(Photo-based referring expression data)
--- --- ---
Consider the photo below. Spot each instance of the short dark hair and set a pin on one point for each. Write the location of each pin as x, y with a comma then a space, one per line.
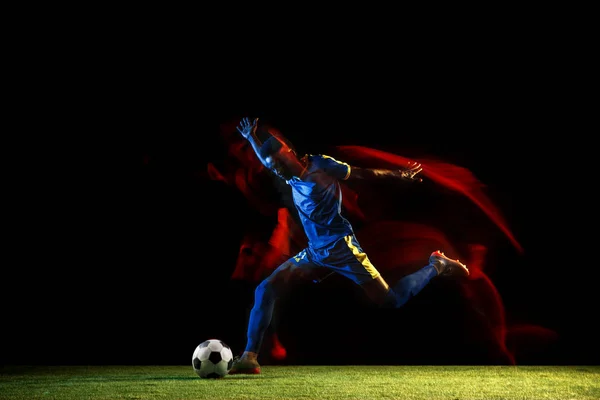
272, 146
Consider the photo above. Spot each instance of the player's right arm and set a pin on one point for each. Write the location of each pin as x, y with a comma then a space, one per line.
248, 130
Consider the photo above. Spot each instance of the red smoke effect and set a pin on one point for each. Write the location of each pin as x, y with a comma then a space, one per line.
395, 247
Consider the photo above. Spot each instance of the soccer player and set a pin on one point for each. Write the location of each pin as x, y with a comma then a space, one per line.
316, 192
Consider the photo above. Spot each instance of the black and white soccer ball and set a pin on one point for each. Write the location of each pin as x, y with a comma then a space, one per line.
212, 359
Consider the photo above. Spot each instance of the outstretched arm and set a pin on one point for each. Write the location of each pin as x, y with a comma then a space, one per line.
248, 131
408, 174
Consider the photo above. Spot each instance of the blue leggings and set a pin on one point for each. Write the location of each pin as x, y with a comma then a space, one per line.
265, 296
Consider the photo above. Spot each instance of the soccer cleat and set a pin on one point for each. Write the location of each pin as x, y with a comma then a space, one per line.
245, 366
446, 266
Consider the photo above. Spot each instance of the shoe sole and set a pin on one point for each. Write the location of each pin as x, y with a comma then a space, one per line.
462, 266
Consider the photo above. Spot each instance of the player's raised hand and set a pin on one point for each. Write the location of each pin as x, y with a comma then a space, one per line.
246, 127
410, 173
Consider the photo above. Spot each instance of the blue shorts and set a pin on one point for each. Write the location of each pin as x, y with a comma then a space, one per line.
344, 256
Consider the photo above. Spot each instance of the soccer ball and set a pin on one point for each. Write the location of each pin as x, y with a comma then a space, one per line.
212, 359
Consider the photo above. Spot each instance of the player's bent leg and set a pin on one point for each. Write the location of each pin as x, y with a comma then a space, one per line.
410, 285
265, 295
377, 291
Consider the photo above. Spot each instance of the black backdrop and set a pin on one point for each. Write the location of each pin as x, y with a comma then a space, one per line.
121, 250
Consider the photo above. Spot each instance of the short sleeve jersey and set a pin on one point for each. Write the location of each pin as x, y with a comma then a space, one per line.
318, 198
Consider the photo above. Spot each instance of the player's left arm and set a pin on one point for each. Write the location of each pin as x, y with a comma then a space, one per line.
409, 174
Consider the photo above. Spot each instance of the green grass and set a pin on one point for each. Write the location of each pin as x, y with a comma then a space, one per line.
303, 382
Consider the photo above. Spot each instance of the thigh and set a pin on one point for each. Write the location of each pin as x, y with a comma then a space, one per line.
298, 267
347, 258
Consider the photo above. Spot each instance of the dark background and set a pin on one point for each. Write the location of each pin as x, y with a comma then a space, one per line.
120, 250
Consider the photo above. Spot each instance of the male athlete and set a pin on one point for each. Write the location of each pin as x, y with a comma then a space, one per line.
316, 191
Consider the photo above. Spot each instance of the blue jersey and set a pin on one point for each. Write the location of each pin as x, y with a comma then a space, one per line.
318, 198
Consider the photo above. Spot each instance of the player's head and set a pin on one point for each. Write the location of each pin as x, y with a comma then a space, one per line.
280, 157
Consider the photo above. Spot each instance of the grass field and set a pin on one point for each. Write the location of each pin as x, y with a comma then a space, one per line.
303, 382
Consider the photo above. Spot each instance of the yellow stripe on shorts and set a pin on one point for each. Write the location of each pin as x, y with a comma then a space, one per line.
362, 258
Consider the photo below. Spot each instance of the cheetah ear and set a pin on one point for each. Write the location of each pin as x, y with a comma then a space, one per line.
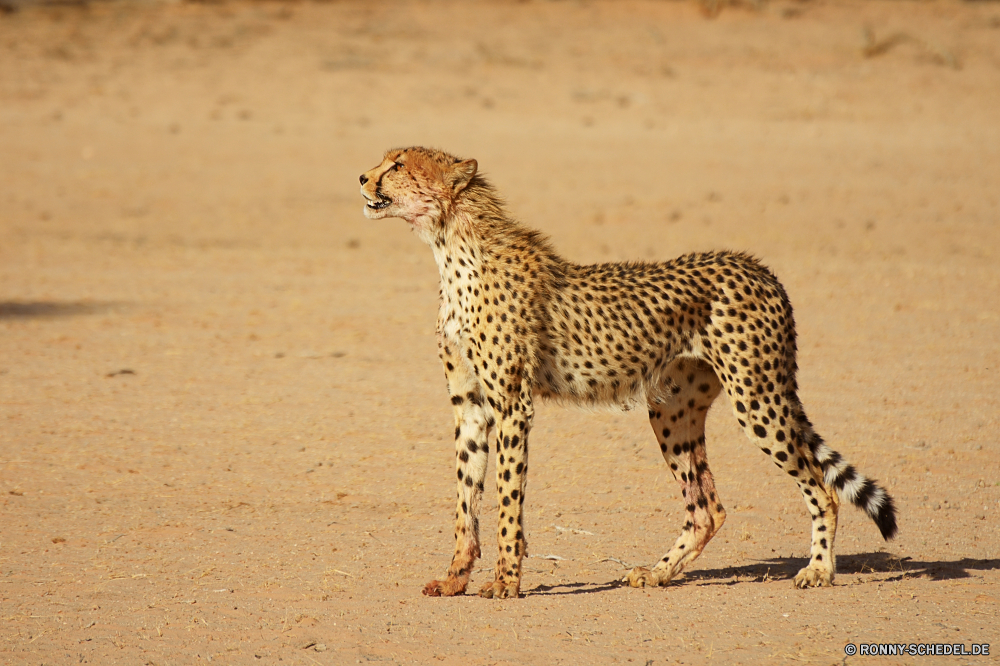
460, 173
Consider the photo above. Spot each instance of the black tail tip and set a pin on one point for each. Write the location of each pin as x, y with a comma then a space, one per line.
886, 519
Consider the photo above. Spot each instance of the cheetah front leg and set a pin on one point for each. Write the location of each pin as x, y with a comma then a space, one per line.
512, 470
679, 423
472, 429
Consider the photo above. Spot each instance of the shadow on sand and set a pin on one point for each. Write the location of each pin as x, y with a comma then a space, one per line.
--- --- ---
Problem description :: All entries should be given again exactly, except that pictures are to be excluded.

Answer section ::
Consider the photo below. Spot each instance of the short dark hair and set a pin on one point for each. Write the location of each pin as x, y with a comma then a space, one per line.
272, 146
Consider the photo above. Spot each instance of the player's right arm and set a pin on one point for each. Write the location of each pin as x, y with a comma then a space, one per line.
248, 130
Consider the photo above. Spot each instance of the red smoke effect and set a pin on one point for each. Write the location of each pin as x, y with a comma then a space, one per line.
395, 247
Consider the photo above. Spot each instance of the soccer player and set a pin on one point for each. Write the location of each pin as x, y with a comma then a space, one per line.
316, 192
Consider the photo above. Spot each instance of the black and white soccer ball and set a pin on one point for each. Write the location of each pin as x, y with a comma then a space, one per line.
212, 359
Consider the photo above. Spot each instance of the outstretched arm and set a pin on one point for each. Write the location of each pin as x, y with a comma then a space, one per line.
248, 131
408, 174
Consider the photo above. Spot each instance of the blue leggings and set a pin on one point for each. Write the location of each pin as x, y with a comma then a space, one per line.
265, 296
Consider the photo above. Spot each instance of the soccer cleat and set a pin on one point for each. Write the location of each pin as x, y with a comma then a space, one per line.
245, 366
446, 266
Consider the photo above. Spot each instance of the shoe sole and set a pin on one point for each. Write the location of each pin as x, y with a comma then a space, one per line.
462, 266
Consider the photo above. Spot each instance of the player's raised hand and set a pin on one point for each. Write the location of each pin as x, y with a comma then a space, one per line.
246, 127
410, 173
Consider the photo above. Spot each instance of the blue shorts and set a pin on one point for each. Write the location of each pin as x, y with a comma then a space, one per line.
344, 256
Consider the photo above. Spot each instance of the soccer ball and set a pin on one point for each. Write the location of each pin as x, y with a comma then a space, one per line.
212, 359
Consider the photo above. Spot each instance of the player's bent leg and set a pin on one point for each. Write the location of each pin as x, y with a comma then a space, one per line.
410, 285
265, 295
377, 291
Consider the photo above. Spot each instance of the black backdrop and set a pin on one point for each. Write the location of each pin as x, y with a comma then a space, one per line.
121, 250
Consider the photo above. Spot each instance of the short sleeve jersey and set a pin on one point for each. Write the location of each pin as x, y with a comma then a space, one per line.
318, 198
Consider the photo above. Spot each instance of the player's left arm and set a pin on one point for each. Write the location of each pin as x, y with a comma then a space, one per line.
409, 174
Consider the photo above. Spot each instance of the green grass and set a pin on one point for each. Write the location of each pin as x, y with a comma then a space, one per line.
303, 382
Consider the photo above. Spot each instance of the thigh and set a pin on one point for each. Write the location of each pin as x, y with a comma then a space, one per line.
298, 267
347, 258
Consider the photo above. Spot each instance of the dark background and set a pin on one point for each. Write the location of each pin as x, y with a comma then a space, one per line.
120, 250
Consider the photo above. Spot each instance of the male athlete and set a pin on one point for each. Write the location of each pin as x, y with a comma then a space, one per line.
316, 191
Consider the photo above. Spot each instance of the blue jersey and set a pin on one point for each. Write the location of each pin as x, y with a comma then a space, one per line.
318, 198
Consider the photo above. Spot each instance of the player's head and set a pin on one point for each. Write the location of each pin as x, y with a comma then a space, one per line.
280, 157
Consider the photo above. Spot each instance of the grass field and set a pin on one point for each. Write the location of each pin as x, y with a comma then a space, one per line.
303, 382
Consider the photo above. Spot each instance of the yellow stripe on shorts and set a pin on one point for each. Write the location of each pin as x, y with a comma then a space, one per line.
362, 258
Consider the photo below. Spot each instance of the cheetah ear and set a pin on one point for each. Write the location of each pin as x, y with a comma then a space, one per line.
460, 173
Consider the photo above. Spot each instance of the black tail tip and set a pin on one point for each. Write the location of each pin as x, y with a comma then a space, one per line.
886, 519
Consider the photo above. Spot each instance of the cheetah front leg and set a pin on one point for each. Write the location of each pin as x, y with a comma then a space, one per line.
512, 470
679, 423
472, 429
Consider the photo above. Spot each instance of the shadow on sand and set a pin on one point for each. Write the location of each pin as x, y with a comma then a space, one per line.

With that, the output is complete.